[Start SOURCE TEXT]
So perhaps a better way to determine which articles are pulling their weight and which are not is to analyze the publications they appear in. Over those 8 months, I published articles in 21 different publications. Did the 80/20 rule correspond to publications as well?

It didn’t correspond to the number of articles, since 150 articles appeared in a single publication (The Daily Cuppa). However, I’m a featured author there, and the editor publishes one article by me at the same time every day. So that throws all the statistics out the window.

Of the 147 other articles published over those 8 months, 59 were published by Getting Ready for the New Day, which was my own publication. So those don’t statistically count, either. I also self-published 5 other articles.

So, looking at the 83 articles published in other people’s publications that I did not have a committed relationship with, how did they compute?

By ratio of stories published

80% of the 83 articles would be about 66 articles. So, did 20% of the 19 publications publish around 66 articles?

20% of 19 publications is around 4 publications. The top 4 publications published, respectively, 15, 11, 8, and 7 articles. That comes out to 41 articles, or about 49% of the total. That would be a 49/20 ratio.

So, while the number of articles per publication is definitely distributed unevenly, it’s nowhere close to an 80/20 ratio.

This makes sense, because I tried many of these publications with 1 or 2 articles before determining that they weren’t worth the effort of writing for. (The worst-paying market averaged .11 per article. That’s a total waste of time, because it means no one is reading what I write.)

By ratio of earnings

Again, only looking at those 83 articles in 19 publications, how did they fare by ratio of earnings?

The top 4 publications earned 77% of the total earnings for those 83 articles. (In case you wondered, they published a total of 25 articles.) That’s a 77/20 ratio, which is pretty close to 80/20.

Within a publication

Just for giggles, I also analyzed the results within a single publication. In this case, I analyzed my articles for Start It Up and Feedium.

Start It Up published 4 articles, including my #1 article, which earned $106.05. In descending order, other articles earned $12.81, $4.67, and $1.79. The ratio for earnings in this case is 85/25. (You can’t do 20% with only 4 articles.)

Feedium published 15 of my articles, so 20% would be 3 articles. The top earner in that publication made 30.34, with articles 2 and 3 earning 6.27 and 4.82, respectively. There was kind of a clump in the mid 4-dollar range, with another one earning 4.64 and a third earning 4.35. So I also figured out the ratio for the top 5 (33%) of articles.

Feedium’s ratio for the top 3 was 66/20. The ratio for the top 5 was 81/33.

To me, that indicates that the earnings in Start It Up were more wildly variable, while the earnings from Feedium were a little more predictable. There was still a wide swing in results from Feedium, since the lowest earning article made only $.19. But 4/5 of them earned at least $1.

What does this all mean?

The 80/20 rule is good for figuring out where you should focus your time, and where you should stop wasting time.

Of the 19 publications, 9 averaged less than a dollar per story in earnings. 1 of those was a new publication, so it might pick up. But the other 8 are off my list of places to write for.
[End SOURCE TEXT]
[Start SUPPLIED DATA]
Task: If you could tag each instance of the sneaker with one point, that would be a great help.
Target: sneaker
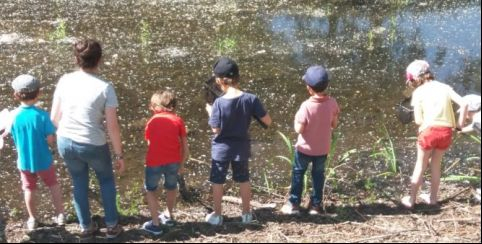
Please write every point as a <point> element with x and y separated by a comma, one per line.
<point>165,220</point>
<point>289,208</point>
<point>214,219</point>
<point>477,195</point>
<point>247,218</point>
<point>113,232</point>
<point>31,224</point>
<point>89,232</point>
<point>315,210</point>
<point>426,199</point>
<point>407,202</point>
<point>60,219</point>
<point>151,228</point>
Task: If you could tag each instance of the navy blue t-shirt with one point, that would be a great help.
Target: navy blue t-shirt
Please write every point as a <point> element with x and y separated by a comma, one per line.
<point>233,117</point>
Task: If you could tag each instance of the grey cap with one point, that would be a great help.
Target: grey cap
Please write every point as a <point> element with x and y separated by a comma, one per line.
<point>473,102</point>
<point>25,83</point>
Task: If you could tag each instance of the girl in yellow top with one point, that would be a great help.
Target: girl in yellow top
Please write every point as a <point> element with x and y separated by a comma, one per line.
<point>433,112</point>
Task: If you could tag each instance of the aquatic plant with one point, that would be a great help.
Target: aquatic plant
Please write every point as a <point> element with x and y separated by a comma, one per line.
<point>60,31</point>
<point>392,35</point>
<point>145,34</point>
<point>383,148</point>
<point>333,162</point>
<point>226,46</point>
<point>370,36</point>
<point>291,158</point>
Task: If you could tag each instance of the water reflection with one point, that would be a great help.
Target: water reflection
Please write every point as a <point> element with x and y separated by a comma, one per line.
<point>153,44</point>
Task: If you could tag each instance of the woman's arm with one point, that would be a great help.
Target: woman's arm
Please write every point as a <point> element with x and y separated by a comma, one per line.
<point>113,130</point>
<point>56,112</point>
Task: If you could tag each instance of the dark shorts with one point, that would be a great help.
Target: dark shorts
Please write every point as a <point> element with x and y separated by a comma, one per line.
<point>153,176</point>
<point>435,138</point>
<point>29,179</point>
<point>219,170</point>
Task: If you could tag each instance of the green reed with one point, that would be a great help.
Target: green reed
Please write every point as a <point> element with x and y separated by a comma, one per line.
<point>384,149</point>
<point>60,31</point>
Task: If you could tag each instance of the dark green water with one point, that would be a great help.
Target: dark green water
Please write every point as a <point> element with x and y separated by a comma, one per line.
<point>150,45</point>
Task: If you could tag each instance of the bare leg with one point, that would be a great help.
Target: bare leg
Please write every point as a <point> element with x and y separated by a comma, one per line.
<point>218,191</point>
<point>58,202</point>
<point>245,192</point>
<point>170,202</point>
<point>417,176</point>
<point>29,196</point>
<point>153,205</point>
<point>435,171</point>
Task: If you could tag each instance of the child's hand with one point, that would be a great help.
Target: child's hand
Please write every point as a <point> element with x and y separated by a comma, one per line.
<point>181,170</point>
<point>120,165</point>
<point>209,109</point>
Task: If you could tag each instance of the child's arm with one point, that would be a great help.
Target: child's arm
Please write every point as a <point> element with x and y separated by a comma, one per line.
<point>51,140</point>
<point>299,127</point>
<point>184,153</point>
<point>463,107</point>
<point>266,120</point>
<point>334,121</point>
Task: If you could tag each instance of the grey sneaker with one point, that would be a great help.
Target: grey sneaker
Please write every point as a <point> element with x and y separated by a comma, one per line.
<point>247,218</point>
<point>214,219</point>
<point>90,232</point>
<point>167,221</point>
<point>60,219</point>
<point>31,224</point>
<point>114,232</point>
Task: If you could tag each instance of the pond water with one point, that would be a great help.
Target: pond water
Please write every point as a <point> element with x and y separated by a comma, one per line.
<point>150,45</point>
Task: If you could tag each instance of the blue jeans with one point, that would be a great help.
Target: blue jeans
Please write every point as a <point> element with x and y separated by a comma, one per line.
<point>79,158</point>
<point>317,174</point>
<point>152,176</point>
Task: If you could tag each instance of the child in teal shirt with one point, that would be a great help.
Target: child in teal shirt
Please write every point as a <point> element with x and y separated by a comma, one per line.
<point>32,132</point>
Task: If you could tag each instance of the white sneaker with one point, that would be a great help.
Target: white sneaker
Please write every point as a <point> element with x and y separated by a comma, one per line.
<point>247,218</point>
<point>214,219</point>
<point>477,195</point>
<point>289,208</point>
<point>167,221</point>
<point>31,224</point>
<point>60,219</point>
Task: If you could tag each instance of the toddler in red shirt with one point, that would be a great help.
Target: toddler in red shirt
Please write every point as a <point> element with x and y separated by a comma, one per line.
<point>167,151</point>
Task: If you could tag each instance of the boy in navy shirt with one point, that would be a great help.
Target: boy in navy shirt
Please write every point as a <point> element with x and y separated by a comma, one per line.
<point>229,118</point>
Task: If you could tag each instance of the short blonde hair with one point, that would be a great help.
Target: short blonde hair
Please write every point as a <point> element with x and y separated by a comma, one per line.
<point>164,100</point>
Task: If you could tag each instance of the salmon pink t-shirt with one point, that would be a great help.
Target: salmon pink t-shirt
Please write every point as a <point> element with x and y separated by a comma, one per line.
<point>316,114</point>
<point>164,131</point>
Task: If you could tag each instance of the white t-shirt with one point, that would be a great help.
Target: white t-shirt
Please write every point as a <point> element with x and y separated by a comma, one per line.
<point>83,99</point>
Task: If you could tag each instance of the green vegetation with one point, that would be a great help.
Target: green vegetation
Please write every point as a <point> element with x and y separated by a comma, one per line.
<point>145,34</point>
<point>226,46</point>
<point>60,31</point>
<point>385,150</point>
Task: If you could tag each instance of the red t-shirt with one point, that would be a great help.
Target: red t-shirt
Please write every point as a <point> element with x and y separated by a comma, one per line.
<point>164,131</point>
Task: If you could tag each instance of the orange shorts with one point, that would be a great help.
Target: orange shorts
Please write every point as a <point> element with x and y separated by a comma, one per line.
<point>435,138</point>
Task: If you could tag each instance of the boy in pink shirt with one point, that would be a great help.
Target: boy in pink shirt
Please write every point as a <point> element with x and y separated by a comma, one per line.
<point>314,122</point>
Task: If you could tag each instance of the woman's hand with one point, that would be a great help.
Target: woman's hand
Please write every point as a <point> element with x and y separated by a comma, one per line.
<point>120,165</point>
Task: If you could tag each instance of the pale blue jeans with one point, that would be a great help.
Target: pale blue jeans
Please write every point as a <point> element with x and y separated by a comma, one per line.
<point>79,158</point>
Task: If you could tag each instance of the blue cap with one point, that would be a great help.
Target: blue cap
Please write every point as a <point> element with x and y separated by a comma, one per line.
<point>316,76</point>
<point>25,83</point>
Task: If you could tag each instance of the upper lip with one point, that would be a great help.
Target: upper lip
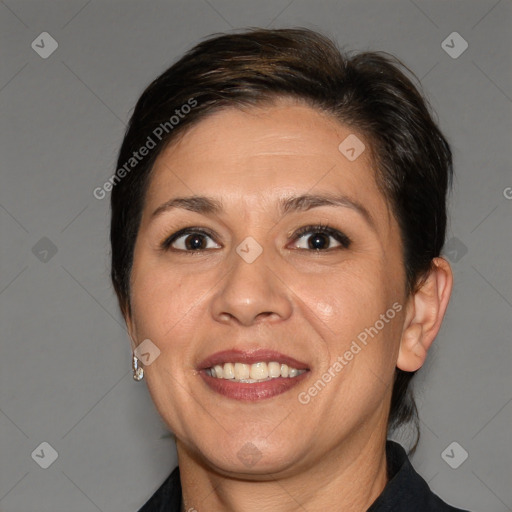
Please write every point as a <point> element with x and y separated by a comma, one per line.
<point>250,357</point>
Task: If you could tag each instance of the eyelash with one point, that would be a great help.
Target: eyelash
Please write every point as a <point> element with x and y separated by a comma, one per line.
<point>324,229</point>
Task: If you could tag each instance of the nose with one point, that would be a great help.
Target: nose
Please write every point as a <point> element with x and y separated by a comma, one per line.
<point>251,293</point>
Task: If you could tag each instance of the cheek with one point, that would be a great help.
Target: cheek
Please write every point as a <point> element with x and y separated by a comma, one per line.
<point>355,305</point>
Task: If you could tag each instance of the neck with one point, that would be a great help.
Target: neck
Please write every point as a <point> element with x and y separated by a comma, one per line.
<point>350,477</point>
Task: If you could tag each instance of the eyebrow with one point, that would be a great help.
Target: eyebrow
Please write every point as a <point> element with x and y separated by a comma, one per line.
<point>209,205</point>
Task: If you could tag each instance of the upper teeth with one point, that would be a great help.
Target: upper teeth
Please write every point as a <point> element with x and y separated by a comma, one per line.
<point>252,372</point>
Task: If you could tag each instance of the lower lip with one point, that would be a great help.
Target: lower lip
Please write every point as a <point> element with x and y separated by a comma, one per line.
<point>255,391</point>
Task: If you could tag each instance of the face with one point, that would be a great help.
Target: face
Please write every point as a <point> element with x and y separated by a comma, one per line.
<point>286,272</point>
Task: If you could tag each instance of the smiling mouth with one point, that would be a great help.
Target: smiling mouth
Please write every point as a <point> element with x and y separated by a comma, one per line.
<point>261,371</point>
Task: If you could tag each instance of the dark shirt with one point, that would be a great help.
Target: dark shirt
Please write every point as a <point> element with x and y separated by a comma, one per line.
<point>406,491</point>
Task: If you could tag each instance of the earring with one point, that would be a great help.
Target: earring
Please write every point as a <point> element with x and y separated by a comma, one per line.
<point>138,371</point>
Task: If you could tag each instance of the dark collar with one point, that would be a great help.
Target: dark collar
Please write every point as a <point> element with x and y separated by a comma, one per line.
<point>406,491</point>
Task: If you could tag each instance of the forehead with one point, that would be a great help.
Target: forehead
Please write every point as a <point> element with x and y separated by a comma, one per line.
<point>261,153</point>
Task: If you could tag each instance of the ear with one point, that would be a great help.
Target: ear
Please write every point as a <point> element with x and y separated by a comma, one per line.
<point>130,325</point>
<point>424,314</point>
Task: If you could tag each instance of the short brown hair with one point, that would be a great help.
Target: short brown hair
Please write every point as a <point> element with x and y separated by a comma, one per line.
<point>367,91</point>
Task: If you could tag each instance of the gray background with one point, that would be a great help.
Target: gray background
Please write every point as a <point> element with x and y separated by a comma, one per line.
<point>65,375</point>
[End SUPPLIED DATA]
# DIRECTIONS
1. In the earnings analysis above, what percentage of the total earnings for the 83 articles came from the top 4 publications?
2. Rescale the records from their start through the line containing "<point>165,220</point>", inclusive, and reproduce those lines with the requests included. Multiply every point coordinate in the answers by 1.2, round each to a whole number with halves going up, and leave the pictures out.

# OUTPUTS
1. 77%

2.
Task: If you could tag each instance of the sneaker with one point, that would be a great help.
Target: sneaker
Please write every point as a <point> element with x and y separated by a comma, one per line.
<point>198,264</point>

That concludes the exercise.